Brano scelto ->
►

Eliminare delle festività per incrementare il Pil a tutti i costi?

Fa discutere la proposta del premier francese di cancellare il Lunedì di Pasqua e la ricorrenza della fine della 2° guerra mondiale dal calendario delle feste

 

Il giorno dopo il 14 luglio, il primo ministro francese François Bayrou, fondatore del partito democratico Mouvement démocrate – MoDem), in sede di incontro di presentazione del budget per il prossimo anno ha lanciato la proposta di sopprimere due giorni festivi. Le due date suggerite, non confermate, perché era chiaro sin dall’annuncio che si sarebbe aperta una importante discussione, sono il lunedì di Pasquetta e l’8 maggio.

◄

Dati forniti ->

►

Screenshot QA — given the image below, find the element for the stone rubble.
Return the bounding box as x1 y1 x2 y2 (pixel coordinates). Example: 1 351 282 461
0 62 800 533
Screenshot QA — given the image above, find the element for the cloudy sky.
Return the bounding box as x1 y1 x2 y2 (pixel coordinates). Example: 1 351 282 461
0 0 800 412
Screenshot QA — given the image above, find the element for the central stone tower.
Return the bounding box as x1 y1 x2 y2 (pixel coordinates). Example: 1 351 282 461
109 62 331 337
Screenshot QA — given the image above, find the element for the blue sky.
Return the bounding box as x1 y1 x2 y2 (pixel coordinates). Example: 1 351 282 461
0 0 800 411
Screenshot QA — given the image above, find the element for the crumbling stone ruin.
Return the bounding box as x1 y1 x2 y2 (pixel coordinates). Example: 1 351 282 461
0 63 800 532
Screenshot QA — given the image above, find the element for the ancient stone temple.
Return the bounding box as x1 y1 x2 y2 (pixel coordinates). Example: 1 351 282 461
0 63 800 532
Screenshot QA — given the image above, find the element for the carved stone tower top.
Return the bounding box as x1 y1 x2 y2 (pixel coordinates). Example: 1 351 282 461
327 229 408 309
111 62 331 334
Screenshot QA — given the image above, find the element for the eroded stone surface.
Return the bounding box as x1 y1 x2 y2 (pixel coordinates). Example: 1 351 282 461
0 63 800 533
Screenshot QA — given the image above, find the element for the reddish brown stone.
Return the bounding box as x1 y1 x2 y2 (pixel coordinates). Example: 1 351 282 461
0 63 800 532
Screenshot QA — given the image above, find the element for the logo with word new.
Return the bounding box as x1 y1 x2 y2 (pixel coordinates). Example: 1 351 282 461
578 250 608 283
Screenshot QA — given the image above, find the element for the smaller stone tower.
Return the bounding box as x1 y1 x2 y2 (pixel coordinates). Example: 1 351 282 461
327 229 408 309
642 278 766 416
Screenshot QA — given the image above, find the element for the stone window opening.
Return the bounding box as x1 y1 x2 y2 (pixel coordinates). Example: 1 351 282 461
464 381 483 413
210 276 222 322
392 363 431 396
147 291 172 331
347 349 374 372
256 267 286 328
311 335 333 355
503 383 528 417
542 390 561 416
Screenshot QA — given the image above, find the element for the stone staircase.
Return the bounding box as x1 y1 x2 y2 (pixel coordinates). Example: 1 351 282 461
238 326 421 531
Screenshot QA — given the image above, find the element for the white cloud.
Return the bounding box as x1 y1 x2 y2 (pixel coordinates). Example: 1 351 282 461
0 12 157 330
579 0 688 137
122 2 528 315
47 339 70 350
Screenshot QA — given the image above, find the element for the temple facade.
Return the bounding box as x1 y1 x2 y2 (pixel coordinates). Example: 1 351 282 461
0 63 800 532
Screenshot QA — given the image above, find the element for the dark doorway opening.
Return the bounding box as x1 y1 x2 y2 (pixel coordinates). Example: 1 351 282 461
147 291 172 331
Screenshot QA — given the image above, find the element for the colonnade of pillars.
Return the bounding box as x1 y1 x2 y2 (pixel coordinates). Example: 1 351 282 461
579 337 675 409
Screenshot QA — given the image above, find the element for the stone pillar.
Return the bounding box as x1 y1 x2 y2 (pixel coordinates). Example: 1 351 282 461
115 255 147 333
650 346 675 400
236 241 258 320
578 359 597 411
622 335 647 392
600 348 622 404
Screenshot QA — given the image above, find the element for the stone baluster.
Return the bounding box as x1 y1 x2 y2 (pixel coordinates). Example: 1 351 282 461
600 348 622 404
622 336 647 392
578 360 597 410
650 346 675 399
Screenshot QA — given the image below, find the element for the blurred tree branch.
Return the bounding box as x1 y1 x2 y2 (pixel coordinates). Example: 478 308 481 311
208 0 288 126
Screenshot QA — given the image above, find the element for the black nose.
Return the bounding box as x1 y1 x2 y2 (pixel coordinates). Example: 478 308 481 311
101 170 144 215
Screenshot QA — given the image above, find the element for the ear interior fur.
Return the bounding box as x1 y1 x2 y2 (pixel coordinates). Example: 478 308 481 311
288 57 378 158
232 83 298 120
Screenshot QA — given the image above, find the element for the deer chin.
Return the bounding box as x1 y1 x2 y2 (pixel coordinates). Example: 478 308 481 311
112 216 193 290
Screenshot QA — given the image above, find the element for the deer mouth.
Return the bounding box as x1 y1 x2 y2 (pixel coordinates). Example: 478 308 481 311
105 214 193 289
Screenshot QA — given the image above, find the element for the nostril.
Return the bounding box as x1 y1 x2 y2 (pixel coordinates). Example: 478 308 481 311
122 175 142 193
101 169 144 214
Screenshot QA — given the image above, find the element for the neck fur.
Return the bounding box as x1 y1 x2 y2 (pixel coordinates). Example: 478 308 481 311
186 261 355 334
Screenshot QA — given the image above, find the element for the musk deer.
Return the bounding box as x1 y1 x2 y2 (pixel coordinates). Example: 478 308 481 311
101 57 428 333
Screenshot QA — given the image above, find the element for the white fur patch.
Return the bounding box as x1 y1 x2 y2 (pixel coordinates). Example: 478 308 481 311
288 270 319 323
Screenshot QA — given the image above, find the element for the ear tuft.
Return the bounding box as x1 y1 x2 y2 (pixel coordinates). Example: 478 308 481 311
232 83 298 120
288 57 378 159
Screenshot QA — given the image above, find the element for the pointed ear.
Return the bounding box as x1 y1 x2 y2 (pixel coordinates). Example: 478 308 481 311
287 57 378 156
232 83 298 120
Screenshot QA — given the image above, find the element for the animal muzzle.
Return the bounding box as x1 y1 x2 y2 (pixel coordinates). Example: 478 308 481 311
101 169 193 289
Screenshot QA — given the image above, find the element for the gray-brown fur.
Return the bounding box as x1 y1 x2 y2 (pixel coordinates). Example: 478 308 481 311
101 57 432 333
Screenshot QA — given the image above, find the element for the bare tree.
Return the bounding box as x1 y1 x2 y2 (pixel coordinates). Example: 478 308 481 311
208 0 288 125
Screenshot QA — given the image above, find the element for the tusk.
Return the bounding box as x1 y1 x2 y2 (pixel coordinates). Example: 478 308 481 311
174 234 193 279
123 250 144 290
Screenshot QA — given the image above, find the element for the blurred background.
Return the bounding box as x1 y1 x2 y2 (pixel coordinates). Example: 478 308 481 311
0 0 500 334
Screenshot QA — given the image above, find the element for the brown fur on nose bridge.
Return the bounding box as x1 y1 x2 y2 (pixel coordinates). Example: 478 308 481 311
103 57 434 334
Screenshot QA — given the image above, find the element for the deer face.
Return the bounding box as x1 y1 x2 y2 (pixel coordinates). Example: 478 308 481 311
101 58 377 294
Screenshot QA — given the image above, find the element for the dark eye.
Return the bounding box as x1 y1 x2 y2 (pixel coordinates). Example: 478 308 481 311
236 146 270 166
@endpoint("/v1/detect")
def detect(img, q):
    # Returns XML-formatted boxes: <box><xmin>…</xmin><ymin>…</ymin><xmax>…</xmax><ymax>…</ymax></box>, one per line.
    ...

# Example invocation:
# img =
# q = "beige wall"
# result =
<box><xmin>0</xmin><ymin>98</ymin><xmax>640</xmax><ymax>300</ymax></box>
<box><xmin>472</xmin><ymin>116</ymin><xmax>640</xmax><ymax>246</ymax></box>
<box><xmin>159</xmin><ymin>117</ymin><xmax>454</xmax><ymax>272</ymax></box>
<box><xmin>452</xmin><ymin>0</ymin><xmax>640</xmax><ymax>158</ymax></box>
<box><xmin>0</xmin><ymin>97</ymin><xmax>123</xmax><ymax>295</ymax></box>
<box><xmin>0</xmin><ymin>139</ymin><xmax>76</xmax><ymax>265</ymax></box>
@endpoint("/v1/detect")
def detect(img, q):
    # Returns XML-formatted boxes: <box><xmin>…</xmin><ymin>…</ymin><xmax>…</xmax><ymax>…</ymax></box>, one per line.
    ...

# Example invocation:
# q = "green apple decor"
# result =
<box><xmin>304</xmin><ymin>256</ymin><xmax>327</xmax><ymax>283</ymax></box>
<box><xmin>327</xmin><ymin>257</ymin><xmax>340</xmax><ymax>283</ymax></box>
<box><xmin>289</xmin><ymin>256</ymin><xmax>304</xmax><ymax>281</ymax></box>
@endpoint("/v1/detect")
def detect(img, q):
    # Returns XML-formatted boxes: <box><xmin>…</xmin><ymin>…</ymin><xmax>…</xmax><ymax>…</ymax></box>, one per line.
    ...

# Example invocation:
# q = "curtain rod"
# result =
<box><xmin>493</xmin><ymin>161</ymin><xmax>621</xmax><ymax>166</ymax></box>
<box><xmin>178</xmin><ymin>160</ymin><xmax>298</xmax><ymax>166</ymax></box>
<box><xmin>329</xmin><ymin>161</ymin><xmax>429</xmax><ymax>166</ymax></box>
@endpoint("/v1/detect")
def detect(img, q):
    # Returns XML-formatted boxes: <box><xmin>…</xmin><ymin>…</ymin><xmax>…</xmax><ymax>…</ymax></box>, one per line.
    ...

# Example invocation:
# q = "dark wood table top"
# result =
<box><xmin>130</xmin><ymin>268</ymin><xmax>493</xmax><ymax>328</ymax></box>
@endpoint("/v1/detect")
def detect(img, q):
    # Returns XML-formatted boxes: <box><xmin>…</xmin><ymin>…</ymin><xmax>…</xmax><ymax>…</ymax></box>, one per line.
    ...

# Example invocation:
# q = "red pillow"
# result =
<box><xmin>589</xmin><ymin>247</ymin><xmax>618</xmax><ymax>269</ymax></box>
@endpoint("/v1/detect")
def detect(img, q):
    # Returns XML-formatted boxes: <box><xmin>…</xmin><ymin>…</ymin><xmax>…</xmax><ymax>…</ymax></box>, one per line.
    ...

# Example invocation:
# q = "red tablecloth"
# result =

◄

Cosa fare ->
1) Nel brano sulle festività francesi, per quale motivo le due date suggerite risultano non confermate? Rispondi in una o due frasi.
2) Continua il brano sulle festività francesi a partire dalla frase che segue l'ultima riportata.

Risposte per esercizio ->
1) Le due date non sono confermate perché fin dall'annuncio era chiaro che si sarebbe aperta un'importante discussione.

2)
Il motivo per cui si propone di eliminare due giorni dalla lista dei festivi è di carattere prettamente economico: due giorni di congés payés costano alla Francia circa 4,3 miliardi di euro. Trasformarli nuovamente in giorni lavorativi, afferma il primo ministro, sarebbe un importante aiuto per l’economia nazionale: con il deficit pubblico fissato al 4,6% del Pil, e la necessità di ridurlo entro il 2026 per rispettare le normative europee e prevenire ulteriori pressioni sui mercati internazionali, la Francia ha bisogno di risorse consistenti per ridurre il debito. Le misure sono altre, ovviamente, non solo questa: a essere rilevante è il valore simbolico che hanno tanto i giorni festivi in sé quanto “quei due” giorni. Rinunciare a due degli undici (dodici per il Grand Est, che include anche l’Ascensione) giorni di festività pagate sarebbe, inoltre, un importante segnale dato dalla Francia all’Europa quanto alla serietà con la quale si affronta, anche sul terreno dell’identità, dei valori e della memoria, il problema della gestione del debito pubblico. Da qui il dibattito, a tratti infiammato, che ha seguito la proposta.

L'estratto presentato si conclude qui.